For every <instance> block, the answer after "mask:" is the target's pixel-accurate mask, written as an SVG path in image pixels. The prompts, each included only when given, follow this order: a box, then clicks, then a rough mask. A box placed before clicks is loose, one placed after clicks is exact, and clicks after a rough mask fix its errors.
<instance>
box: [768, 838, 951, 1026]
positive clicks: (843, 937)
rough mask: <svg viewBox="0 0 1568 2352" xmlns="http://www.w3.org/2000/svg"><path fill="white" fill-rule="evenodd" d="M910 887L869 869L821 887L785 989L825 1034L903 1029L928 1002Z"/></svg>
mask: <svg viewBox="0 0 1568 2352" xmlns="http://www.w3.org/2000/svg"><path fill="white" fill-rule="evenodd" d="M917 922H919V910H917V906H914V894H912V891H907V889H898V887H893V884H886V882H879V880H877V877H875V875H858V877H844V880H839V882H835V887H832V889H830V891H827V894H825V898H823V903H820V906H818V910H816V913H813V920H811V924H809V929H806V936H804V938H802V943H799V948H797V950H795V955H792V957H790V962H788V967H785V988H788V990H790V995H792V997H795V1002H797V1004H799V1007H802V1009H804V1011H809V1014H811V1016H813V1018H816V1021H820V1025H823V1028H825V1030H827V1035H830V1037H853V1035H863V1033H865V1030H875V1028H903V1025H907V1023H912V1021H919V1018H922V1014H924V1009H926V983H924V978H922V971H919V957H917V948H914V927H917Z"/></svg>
==============================
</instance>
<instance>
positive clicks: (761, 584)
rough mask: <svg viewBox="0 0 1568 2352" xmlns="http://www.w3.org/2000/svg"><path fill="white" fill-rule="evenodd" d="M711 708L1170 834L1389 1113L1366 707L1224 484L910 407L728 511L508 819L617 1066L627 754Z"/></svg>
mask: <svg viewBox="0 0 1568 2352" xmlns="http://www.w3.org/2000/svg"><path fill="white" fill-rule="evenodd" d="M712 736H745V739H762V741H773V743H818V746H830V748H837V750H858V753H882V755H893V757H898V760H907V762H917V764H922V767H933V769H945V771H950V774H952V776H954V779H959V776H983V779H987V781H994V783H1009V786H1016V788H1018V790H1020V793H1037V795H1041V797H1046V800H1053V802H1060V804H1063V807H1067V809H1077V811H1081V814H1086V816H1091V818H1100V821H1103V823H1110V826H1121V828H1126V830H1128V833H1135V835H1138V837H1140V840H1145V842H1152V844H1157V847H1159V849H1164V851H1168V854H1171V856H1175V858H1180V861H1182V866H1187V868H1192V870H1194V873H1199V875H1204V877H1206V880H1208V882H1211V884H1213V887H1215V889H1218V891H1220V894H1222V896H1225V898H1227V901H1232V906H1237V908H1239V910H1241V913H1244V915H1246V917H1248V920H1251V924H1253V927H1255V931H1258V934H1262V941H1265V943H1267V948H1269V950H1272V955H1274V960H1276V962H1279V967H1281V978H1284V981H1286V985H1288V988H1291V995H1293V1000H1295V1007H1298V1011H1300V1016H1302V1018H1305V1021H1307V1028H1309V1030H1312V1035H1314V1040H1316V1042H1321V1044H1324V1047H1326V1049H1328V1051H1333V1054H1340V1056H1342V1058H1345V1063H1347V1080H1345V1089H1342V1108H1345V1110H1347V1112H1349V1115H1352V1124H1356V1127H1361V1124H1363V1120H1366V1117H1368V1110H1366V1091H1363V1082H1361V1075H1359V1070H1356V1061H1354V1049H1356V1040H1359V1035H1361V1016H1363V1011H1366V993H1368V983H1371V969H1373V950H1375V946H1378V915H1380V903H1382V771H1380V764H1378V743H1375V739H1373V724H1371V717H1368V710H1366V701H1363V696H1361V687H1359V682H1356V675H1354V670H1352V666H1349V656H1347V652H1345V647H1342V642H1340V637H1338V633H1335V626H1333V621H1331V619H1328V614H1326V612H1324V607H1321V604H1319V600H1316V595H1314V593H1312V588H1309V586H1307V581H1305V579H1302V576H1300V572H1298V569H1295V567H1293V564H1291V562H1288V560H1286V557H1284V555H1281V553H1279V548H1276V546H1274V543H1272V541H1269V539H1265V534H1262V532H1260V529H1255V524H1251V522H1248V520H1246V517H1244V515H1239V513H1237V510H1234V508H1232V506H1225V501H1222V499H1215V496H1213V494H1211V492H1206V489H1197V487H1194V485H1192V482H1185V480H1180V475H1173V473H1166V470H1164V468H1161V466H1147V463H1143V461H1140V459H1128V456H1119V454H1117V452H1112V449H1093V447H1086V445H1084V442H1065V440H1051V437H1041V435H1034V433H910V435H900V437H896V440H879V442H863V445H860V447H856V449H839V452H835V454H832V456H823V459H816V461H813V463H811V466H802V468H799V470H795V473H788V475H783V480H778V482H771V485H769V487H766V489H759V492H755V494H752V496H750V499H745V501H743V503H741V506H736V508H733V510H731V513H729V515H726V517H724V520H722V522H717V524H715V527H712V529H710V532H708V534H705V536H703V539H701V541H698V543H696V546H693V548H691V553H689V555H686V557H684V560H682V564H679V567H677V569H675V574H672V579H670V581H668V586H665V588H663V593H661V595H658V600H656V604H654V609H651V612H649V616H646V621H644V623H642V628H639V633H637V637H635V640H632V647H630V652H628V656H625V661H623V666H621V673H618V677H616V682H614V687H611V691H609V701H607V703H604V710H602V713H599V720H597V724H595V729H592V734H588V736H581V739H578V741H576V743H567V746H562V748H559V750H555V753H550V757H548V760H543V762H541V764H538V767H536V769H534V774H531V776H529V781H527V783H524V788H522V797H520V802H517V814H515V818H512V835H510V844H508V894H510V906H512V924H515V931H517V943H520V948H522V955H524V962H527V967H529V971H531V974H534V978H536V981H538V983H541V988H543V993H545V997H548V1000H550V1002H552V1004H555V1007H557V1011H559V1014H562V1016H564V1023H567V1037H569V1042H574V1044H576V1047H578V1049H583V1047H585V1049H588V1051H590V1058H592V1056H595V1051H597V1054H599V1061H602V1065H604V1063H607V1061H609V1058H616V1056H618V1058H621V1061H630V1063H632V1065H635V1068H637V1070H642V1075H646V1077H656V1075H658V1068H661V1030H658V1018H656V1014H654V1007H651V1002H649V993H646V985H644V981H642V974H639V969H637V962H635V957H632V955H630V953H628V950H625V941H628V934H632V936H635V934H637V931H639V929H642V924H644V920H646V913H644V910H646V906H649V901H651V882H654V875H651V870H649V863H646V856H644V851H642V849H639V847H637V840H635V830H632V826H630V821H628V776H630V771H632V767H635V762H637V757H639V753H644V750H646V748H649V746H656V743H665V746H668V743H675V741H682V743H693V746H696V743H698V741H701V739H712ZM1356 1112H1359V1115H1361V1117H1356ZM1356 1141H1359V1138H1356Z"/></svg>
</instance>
==============================
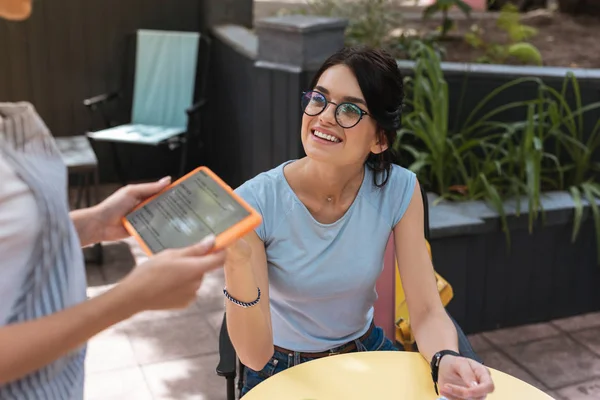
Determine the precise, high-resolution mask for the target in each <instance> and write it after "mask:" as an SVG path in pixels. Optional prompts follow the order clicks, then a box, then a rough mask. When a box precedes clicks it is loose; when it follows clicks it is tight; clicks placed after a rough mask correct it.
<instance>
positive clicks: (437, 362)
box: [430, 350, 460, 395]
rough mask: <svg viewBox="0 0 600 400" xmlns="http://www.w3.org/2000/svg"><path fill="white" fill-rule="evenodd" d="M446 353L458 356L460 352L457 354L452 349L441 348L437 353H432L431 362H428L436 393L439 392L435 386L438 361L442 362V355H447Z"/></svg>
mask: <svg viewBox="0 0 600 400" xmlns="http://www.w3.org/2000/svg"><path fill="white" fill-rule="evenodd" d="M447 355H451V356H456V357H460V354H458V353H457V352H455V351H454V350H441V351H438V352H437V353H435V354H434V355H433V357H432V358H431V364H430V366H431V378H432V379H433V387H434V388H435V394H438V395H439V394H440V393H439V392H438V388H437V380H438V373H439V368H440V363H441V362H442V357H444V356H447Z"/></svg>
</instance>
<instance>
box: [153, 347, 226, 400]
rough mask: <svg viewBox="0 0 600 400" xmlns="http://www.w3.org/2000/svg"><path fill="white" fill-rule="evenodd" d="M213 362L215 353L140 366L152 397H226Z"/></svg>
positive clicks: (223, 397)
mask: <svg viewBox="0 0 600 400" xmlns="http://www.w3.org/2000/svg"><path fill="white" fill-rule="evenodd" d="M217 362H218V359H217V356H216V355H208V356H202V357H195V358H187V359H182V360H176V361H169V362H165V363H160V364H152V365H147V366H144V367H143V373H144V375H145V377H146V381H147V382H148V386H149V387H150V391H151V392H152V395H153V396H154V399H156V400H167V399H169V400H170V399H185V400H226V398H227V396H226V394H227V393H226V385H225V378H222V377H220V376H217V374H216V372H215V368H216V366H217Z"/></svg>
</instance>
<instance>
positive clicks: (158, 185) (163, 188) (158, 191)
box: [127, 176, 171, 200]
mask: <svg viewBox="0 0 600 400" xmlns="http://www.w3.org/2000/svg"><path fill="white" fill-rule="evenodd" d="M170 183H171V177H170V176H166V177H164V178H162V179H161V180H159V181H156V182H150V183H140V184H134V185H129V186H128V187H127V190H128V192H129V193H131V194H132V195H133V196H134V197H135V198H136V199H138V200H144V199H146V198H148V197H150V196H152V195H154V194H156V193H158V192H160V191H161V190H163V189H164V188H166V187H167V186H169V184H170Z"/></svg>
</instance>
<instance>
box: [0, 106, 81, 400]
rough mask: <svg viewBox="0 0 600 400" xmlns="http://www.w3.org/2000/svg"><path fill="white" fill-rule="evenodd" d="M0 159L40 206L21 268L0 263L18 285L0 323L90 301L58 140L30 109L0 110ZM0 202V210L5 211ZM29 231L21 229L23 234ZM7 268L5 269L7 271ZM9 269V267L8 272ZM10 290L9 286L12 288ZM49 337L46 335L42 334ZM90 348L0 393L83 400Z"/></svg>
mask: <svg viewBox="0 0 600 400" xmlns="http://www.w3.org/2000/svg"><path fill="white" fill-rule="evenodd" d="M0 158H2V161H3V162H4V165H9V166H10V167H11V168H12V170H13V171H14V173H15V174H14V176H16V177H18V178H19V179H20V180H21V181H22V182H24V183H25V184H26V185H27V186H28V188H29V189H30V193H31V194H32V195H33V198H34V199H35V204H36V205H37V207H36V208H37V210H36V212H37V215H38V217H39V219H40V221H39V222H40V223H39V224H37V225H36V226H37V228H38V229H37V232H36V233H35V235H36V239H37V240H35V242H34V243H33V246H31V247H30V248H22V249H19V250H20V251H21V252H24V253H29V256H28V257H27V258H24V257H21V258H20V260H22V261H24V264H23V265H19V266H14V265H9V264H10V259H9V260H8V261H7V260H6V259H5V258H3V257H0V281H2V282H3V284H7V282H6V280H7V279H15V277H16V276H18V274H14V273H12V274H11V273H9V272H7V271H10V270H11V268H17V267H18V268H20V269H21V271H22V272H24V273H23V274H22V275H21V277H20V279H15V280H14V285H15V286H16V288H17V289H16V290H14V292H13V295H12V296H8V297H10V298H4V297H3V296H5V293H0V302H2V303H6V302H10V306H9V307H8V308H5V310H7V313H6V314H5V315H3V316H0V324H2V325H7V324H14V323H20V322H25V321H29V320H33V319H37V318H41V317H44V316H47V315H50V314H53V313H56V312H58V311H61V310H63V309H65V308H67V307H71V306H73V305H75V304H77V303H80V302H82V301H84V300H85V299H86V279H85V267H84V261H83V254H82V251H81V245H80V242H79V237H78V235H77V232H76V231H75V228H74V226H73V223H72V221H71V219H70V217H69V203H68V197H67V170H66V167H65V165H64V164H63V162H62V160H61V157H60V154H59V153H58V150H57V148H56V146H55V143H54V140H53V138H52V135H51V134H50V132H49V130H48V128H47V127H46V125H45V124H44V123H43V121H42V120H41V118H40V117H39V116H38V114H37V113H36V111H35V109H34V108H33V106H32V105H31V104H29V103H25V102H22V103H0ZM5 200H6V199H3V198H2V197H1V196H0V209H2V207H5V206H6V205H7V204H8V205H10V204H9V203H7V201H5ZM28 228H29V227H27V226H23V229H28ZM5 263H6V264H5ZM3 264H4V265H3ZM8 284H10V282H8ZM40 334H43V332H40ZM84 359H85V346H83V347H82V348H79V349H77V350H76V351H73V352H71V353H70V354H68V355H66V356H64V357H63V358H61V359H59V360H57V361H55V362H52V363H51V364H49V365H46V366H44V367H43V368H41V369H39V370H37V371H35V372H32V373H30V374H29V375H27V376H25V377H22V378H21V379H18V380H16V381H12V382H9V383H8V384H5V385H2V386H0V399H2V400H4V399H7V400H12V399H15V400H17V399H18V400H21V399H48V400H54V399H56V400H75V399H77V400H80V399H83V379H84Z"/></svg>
==============================
▶ EXERCISE BRIEF
Extract every line of the records that contains the string "follow", matching case exactly.

▶ EXERCISE ANSWER
For every <instance> block, the answer after "mask:" is the target's pixel-accurate mask, written as an SVG path in image pixels. The prompts, each included only when given, follow this order: a box, then clicks, then a rough mask. A box placed before clicks is loose, one placed after clicks is exact, and clicks after a rough mask fix its errors.
Determine the precise, high-resolution mask for the target in each <instance> and write it after "mask:" as an SVG path in pixels. Optional prompts follow the order clicks, then a box, then a rough mask. When a box precedes clicks it is loose; when it follows clicks it is tight; clicks placed after a rough mask correct it.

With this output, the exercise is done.